Uno de los policías tiene miedo de infectarse. Pero asume con estoicismo la misión de custodiar la frontera que, hasta este momento, se supone divide a los contagiados de coronavirus y a los que todavía no sufren la patología en carne y sangre propia.

— Este virus a todos nos tiene paniquiados. Pero debemos hacerle frente. Uno se siente comprometido con el uniforme, con la necesidad del salario y por el mismo adiestramiento uno debe servir al pueblo. A más de uno le dan ganas de salir huyendo pero no.

Otro policía coincide con su compañero. Pero lo mismo: resignación.

Un furgón que transporta mercaderías se parquea cerca de los conos. El conductor baja a sentarse sobre una piedra acomodada por la mano humana debajo de un árbol. Después los furgones se van acumulando uno después de otro hasta sumar una fila de 21 en dos horas.

La mayoría de los furgones no lleva carga en ese momento sino que quieren pasar a la frontera con Guatemala para cargarse con mercadería y regresar. Traen y llevan de todo: carnes, verduras, productos no perecederos, chatarra.

“Si nos paramos se hunde el país”, dice Johnny Rivas, uno de los transportistas de carga que espera una señala para que los policías y los soldados que custodian la frontera lo dejen pasar a cargar el furgón con carnes.

- _DATOS ALMACENADOS_
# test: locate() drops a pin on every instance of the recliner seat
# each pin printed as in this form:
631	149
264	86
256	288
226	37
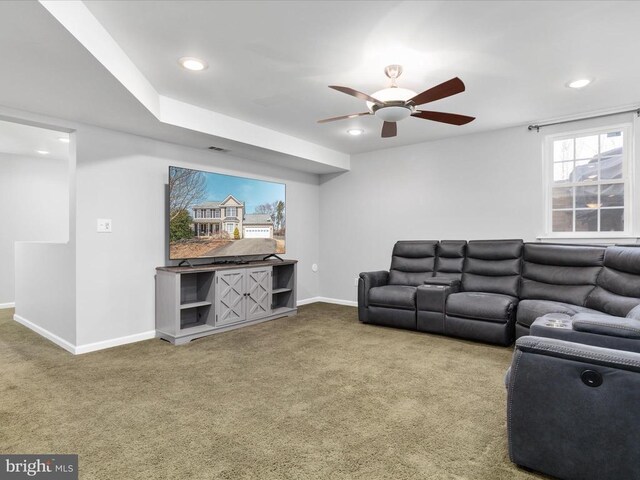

- _ENUNCIADO DEL EJERCICIO_
Copia del fragmento el pasaje que comienza en "Uno de los policías" y llega hasta "y sangre propia.", con estas últimas palabras incluidas.

- _SOLUCIÓN DEL EJERCICIO_
Uno de los policías tiene miedo de infectarse. Pero asume con estoicismo la misión de custodiar la frontera que, hasta este momento, se supone divide a los contagiados de coronavirus y a los que todavía no sufren la patología en carne y sangre propia.